==== Supplied passage ====

Skip to main content
Early Beta — The Web SDK is in early beta. APIs may change between releases.

Overview

Voice Activity Detection (VAD) determines when speech is present in an audio stream. It’s essential for building voice interfaces that automatically detect when users start and stop speaking. The Web SDK uses Silero VAD compiled to WebAssembly via sherpa-onnx.

Package Imports

VAD classes come from @runanywhere/web-onnx, while model management is in @runanywhere/web:
import { ModelManager, ModelCategory, RunAnywhere, LLMFramework } from '@runanywhere/web'
import { VAD, SpeechActivity, AudioCapture } from '@runanywhere/web-onnx'

Basic Usage

import { ModelManager, ModelCategory } from '@runanywhere/web'
import { VAD, SpeechActivity, AudioCapture } from '@runanywhere/web-onnx'

// Ensure VAD model is loaded
await ModelManager.downloadModel('silero-vad-v5')
await ModelManager.loadModel('silero-vad-v5', { coexist: true })

// Listen for speech activity
const unsubscribe = VAD.onSpeechActivity((activity) => {
  if (activity === SpeechActivity.Ended) {
    const segment = VAD.popSpeechSegment()
    if (segment) {
      console.log(`Speech segment: ${segment.samples.length} samples`)
      // Process the speech segment (e.g., send to STT)
    }
  }
})

// Create mic and feed audio to VAD
const mic = new AudioCapture({ sampleRate: 16000 })
await mic.start(
  (chunk) => {
    VAD.processSamples(chunk)
  },
  (level) => {
    console.log('Audio level:', level)
  }
)

// Stop
mic.stop()
unsubscribe()

Model Registration

Register the Silero VAD model in your model catalog:
import { RunAnywhere, ModelCategory, LLMFramework } from '@runanywhere/web'

RunAnywhere.registerModels([
  {
    id: 'silero-vad-v5',
    name: 'Silero VAD v5',
    url: 'https://huggingface.co/runanywhere/silero-vad-v5/resolve/main/silero_vad.onnx',
    files: ['silero_vad.onnx'],
    framework: LLMFramework.ONNX,
    modality: ModelCategory.Audio,
    memoryRequirement: 5_000_000,
  },
])

API Reference

VAD.processSamples

Process audio samples for voice activity.
VAD.processSamples(samples: Float32Array): boolean
Returns true if speech is detected in the current frame.

VAD.onSpeechActivity

Subscribe to speech activity events.

==== Provided records ====

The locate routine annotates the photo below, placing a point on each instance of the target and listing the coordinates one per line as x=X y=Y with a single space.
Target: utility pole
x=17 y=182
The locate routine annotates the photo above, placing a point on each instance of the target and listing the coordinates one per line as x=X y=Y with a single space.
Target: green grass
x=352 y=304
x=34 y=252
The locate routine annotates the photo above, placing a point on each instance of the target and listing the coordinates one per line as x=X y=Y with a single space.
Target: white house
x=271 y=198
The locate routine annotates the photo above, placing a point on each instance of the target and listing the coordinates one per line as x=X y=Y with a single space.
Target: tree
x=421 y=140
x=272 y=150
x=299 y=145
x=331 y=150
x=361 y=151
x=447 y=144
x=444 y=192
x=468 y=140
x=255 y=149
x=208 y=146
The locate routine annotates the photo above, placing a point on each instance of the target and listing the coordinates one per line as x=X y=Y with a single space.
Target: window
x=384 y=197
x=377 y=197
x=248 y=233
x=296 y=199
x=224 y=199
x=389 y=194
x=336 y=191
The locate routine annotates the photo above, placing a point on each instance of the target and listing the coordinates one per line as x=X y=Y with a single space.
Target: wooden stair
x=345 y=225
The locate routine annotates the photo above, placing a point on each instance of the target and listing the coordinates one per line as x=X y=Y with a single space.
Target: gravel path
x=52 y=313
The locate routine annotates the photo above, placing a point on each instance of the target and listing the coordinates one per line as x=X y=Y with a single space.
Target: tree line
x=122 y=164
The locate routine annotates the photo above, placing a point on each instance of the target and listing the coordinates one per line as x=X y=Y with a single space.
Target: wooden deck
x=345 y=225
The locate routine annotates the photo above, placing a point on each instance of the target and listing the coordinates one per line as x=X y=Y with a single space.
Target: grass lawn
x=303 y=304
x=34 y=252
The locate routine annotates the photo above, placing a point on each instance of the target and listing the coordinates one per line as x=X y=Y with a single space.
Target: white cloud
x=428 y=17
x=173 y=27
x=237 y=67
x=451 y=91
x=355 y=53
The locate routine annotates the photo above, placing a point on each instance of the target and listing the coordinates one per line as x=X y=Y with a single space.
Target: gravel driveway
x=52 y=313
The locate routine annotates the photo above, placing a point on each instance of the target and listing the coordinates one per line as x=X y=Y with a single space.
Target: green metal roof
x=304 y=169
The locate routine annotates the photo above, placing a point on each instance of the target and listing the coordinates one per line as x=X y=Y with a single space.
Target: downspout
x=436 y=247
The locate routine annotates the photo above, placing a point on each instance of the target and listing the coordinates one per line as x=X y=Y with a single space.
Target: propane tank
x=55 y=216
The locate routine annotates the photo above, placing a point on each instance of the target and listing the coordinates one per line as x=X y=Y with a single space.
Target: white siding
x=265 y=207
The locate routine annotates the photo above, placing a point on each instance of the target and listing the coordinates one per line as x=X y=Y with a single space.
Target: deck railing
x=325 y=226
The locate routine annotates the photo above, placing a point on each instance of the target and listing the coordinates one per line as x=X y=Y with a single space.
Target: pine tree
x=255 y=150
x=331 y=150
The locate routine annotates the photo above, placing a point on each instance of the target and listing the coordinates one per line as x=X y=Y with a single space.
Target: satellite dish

====

Tasks for this exercise:
1 – Locate every line in the rows that contains the string "wooden" and copy each one. Case counts.
2 – Write the next part of the voice activity detection page, picking up right after its last line.
The voice activity detection page and the rows have nothing to do with each other.

The answers:
1 –
Target: wooden stair
Target: wooden deck

2 –
VAD.onSpeechActivity(
  callback: (activity: SpeechActivity) => void
): () => void  // returns unsubscribe function

SpeechActivity

enum SpeechActivity {
  Started, // Speech began
  Ended, // Speech ended
  Ongoing, // Speech continues
}

VAD.popSpeechSegment

Get the most recent completed speech segment.
VAD.popSpeechSegment(): SpeechSegment | null
interface SpeechSegment {
  /** Start time in seconds */
  startTime: number

  /** PCM audio samples of the speech */
  samples: Float32Array
}

Other Methods

// Reset VAD state between sessions
VAD.reset()

// Flush any remaining audio
VAD.flush()

// Release all resources
VAD.cleanup()

Examples

Live Microphone VAD

import { ModelManager, ModelCategory } from '@runanywhere/web'
import { VAD, SpeechActivity, AudioCapture } from '@runanywhere/web-onnx'

// Ensure VAD model is loaded
await ModelManager.downloadModel('silero-vad-v5')
await ModelManager.loadModel('silero-vad-v5', { coexist: true })

const mic = new AudioCapture({ sampleRate: 16000 })

VAD.reset()

const unsubscribe = VAD.onSpeechActivity((activity) => {
  if (activity === SpeechActivity.Ended) {
    const segment = VAD.popSpeechSegment()
    if (segment && segment.samples.length > 1600) {
      // Minimum ~100ms of speech to avoid noise
      processAudio(segment.samples)
    }
  }
})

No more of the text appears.